- [Request]: Starting at the line that contains "Task: tag every instance of the red" and ending at the end of the records, write out only those lines again, requests included, with every point coordinate in the answers multiplied by 1.1 and rounded to a whole number, halves rounded up. Leave the requests and the sample dots in them unchanged.

- [Information shown]:
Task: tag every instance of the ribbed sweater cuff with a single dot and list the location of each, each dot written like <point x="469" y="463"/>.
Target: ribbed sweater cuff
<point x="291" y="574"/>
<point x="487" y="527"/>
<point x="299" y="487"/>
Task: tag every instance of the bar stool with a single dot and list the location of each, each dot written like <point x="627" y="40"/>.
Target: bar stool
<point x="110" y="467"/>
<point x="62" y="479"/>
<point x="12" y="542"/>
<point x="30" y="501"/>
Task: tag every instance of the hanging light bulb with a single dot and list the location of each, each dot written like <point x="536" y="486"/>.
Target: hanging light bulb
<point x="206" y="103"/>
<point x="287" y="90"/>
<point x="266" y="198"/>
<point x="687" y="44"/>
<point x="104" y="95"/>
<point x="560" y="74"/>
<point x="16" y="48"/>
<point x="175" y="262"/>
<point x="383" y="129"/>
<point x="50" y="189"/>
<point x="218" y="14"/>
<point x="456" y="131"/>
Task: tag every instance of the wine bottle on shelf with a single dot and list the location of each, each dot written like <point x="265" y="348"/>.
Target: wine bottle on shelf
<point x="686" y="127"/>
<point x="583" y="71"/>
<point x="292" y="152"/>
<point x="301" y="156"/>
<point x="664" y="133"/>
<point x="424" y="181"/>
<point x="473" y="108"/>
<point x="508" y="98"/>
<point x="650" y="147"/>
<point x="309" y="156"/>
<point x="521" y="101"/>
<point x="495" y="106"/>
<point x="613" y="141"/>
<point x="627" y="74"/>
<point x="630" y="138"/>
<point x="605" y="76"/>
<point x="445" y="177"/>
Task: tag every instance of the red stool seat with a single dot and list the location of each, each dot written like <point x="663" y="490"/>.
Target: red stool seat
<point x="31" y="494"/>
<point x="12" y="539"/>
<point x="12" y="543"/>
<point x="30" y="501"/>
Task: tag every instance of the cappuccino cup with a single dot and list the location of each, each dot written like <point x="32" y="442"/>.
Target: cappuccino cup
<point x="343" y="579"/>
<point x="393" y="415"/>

- [Full answer]:
Task: tag every instance of the red stool seat with a single dot and list the location of each, each dot written like <point x="663" y="490"/>.
Target: red stool seat
<point x="34" y="543"/>
<point x="13" y="593"/>
<point x="13" y="597"/>
<point x="33" y="551"/>
Task: tag every instance of the cappuccino cup with a single dot and list the location of each, each dot written like <point x="32" y="442"/>.
Target: cappuccino cup
<point x="377" y="637"/>
<point x="432" y="457"/>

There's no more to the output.